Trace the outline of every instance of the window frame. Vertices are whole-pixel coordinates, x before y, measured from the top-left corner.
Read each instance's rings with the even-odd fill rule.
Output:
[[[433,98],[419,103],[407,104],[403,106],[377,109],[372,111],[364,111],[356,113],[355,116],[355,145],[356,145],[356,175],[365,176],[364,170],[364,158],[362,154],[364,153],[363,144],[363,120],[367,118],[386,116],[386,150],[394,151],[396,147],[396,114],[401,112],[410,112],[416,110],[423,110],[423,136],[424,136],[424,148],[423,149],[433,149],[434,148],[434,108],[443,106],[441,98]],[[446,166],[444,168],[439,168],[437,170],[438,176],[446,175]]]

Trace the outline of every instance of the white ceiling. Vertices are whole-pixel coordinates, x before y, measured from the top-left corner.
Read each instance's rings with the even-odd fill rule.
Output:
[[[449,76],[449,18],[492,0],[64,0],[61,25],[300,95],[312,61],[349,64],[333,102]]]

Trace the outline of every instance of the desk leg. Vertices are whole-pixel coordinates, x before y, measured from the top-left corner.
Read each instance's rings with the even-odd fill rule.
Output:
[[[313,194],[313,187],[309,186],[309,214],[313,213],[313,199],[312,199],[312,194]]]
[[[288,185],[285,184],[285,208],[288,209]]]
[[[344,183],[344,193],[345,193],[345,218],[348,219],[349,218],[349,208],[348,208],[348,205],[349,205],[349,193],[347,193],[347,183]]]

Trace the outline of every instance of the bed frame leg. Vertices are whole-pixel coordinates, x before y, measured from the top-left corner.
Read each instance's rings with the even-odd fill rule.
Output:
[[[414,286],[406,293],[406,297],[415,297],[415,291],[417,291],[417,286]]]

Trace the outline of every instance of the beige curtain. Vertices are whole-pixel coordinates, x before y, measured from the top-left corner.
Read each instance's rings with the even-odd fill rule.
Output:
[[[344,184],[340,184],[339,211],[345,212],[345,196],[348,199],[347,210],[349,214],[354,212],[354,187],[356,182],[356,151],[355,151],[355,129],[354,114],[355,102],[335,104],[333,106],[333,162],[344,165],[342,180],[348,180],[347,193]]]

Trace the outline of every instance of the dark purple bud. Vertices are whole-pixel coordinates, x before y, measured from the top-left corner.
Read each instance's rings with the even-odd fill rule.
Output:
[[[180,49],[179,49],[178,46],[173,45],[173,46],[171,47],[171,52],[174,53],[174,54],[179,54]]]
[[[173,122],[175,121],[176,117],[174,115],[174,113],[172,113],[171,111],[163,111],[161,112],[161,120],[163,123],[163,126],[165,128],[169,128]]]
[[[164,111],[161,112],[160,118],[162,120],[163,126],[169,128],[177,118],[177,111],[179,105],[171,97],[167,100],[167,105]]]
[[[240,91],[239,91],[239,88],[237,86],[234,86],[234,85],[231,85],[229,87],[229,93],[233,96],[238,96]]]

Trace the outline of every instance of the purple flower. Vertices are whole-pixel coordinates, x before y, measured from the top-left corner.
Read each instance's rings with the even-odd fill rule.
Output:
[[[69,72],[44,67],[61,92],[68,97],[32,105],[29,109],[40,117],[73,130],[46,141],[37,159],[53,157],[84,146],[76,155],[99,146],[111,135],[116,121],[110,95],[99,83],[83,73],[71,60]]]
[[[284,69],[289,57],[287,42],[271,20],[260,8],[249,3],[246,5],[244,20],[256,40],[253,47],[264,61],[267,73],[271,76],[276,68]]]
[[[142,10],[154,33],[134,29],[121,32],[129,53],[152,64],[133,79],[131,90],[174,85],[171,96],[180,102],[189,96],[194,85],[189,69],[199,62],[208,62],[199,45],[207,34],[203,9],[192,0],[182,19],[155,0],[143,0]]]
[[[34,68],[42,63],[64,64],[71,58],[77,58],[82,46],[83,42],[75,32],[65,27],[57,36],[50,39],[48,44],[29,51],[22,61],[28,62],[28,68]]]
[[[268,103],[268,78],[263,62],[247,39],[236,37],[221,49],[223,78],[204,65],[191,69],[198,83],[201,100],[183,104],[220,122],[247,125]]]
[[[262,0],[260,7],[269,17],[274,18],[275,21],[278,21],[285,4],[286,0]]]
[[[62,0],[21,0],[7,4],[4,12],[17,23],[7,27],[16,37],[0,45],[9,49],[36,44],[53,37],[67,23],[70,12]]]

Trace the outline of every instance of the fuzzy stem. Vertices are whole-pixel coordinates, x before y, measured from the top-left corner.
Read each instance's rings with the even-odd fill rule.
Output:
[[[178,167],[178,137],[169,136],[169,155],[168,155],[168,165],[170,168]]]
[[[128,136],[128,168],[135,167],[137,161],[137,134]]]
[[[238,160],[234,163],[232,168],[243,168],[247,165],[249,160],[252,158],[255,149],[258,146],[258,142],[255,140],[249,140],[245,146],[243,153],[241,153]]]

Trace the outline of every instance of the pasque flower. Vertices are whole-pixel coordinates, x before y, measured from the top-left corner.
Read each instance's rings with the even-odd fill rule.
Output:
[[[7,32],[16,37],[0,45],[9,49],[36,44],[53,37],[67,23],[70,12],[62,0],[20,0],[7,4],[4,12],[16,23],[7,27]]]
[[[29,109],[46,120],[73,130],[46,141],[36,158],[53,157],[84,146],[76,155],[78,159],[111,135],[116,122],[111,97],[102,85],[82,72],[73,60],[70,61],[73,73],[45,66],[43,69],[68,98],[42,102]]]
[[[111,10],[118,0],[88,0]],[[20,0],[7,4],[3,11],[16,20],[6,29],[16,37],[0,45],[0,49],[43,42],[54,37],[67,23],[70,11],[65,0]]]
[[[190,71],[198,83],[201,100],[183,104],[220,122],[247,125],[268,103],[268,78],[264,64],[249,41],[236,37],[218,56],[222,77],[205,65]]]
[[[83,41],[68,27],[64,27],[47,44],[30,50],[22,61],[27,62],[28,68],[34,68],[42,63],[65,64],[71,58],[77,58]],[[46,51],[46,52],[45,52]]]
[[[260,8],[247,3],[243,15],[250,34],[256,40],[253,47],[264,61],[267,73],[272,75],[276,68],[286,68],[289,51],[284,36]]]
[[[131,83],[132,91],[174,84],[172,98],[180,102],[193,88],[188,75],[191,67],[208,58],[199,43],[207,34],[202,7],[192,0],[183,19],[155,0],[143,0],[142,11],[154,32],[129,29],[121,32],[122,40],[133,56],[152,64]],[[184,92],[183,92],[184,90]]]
━━━━
TASK ITEM – Your answer should consist of the lines from the material that contain "flower".

EXPECTED OUTPUT –
Trace the outline of every instance of the purple flower. Vertices are whole-pixel coordinates, x before y, measured from the top-left corner.
Trace the outline of every instance of the pasque flower. Vertices are whole-pixel coordinates, x before y, measured from the top-left corner.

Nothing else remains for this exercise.